-- BEGIN --

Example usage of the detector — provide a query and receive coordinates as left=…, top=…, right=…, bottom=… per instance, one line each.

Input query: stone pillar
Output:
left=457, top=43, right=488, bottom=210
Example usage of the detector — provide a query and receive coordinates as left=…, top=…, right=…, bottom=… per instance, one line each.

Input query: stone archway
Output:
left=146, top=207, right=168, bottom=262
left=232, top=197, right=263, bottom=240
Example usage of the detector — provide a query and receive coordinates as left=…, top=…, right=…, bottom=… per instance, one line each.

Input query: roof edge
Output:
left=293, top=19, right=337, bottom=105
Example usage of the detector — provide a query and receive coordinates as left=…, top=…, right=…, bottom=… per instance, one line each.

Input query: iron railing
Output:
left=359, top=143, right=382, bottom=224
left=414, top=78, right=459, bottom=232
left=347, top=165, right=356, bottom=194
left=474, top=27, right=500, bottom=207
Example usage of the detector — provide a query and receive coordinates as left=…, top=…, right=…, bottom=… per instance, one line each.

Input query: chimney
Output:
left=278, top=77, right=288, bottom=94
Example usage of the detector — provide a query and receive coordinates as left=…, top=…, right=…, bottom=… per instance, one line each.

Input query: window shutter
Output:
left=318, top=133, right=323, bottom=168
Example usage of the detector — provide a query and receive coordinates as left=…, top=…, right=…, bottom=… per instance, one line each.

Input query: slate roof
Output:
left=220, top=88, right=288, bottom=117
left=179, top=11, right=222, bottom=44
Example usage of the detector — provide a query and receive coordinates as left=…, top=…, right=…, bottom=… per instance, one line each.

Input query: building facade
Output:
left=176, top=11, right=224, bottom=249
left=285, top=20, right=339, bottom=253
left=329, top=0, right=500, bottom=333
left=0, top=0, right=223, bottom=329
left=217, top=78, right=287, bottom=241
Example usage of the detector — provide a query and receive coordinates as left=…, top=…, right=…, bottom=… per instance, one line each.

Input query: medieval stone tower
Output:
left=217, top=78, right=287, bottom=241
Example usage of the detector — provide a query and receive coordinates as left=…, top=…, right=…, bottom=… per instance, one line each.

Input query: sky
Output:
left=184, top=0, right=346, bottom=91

-- END --

* **Written instruction**: Copy every one of the records above, word for word and line for line, without changing anything.

* **Reply to the exercise**:
Example usage of the detector — provide a query and receive coordinates as left=…, top=…, right=…, bottom=… per instance, one line each.

Input query: stone pillar
Output:
left=457, top=43, right=488, bottom=210
Example usage of the detector — provide a query and receive coordinates as left=…, top=…, right=…, bottom=… per instance, one line each.

Input query: stone archway
Output:
left=146, top=207, right=168, bottom=262
left=232, top=197, right=263, bottom=240
Example usage of the detector — provide a query and receive coordinates as left=…, top=…, right=…, bottom=… per instance, one line each.

Input query: roof edge
Output:
left=293, top=19, right=337, bottom=105
Example usage of the detector — provide a query and receive coordinates as left=…, top=…, right=…, bottom=… per instance, one line each.

Input query: iron railing
Output:
left=359, top=143, right=382, bottom=224
left=414, top=78, right=459, bottom=232
left=347, top=165, right=356, bottom=194
left=474, top=27, right=500, bottom=207
Example usage of the detector — provide a query and receive coordinates as left=…, top=…, right=…, bottom=… per instance, one line each.

Input query: chimney
Output:
left=278, top=77, right=288, bottom=94
Example usage of the detector — provide a query and receive coordinates as left=…, top=…, right=…, bottom=… per instance, one line each.

Input query: window shutter
Output:
left=318, top=133, right=323, bottom=168
Example usage of the detector — provide a query and receive coordinates as left=…, top=…, right=…, bottom=… per instance, one line each.

Input query: slate roof
Output:
left=220, top=88, right=288, bottom=117
left=179, top=11, right=222, bottom=44
Example usage of the detector — provide a query and receive coordinates as left=…, top=…, right=…, bottom=… per instance, one line each.

Input query: building facade
Output:
left=176, top=11, right=224, bottom=249
left=285, top=20, right=339, bottom=253
left=329, top=0, right=500, bottom=333
left=0, top=0, right=223, bottom=329
left=217, top=78, right=287, bottom=241
Example usage of the detector — provide a query and receive coordinates as left=…, top=…, right=…, bottom=… per instance, one line each.

Input query: medieval stone tower
Output:
left=217, top=78, right=287, bottom=241
Example usage of the detector — provide a query and receive coordinates as left=…, top=…, right=…, bottom=… per instance, one line each.

Input query: sky
Output:
left=184, top=0, right=346, bottom=91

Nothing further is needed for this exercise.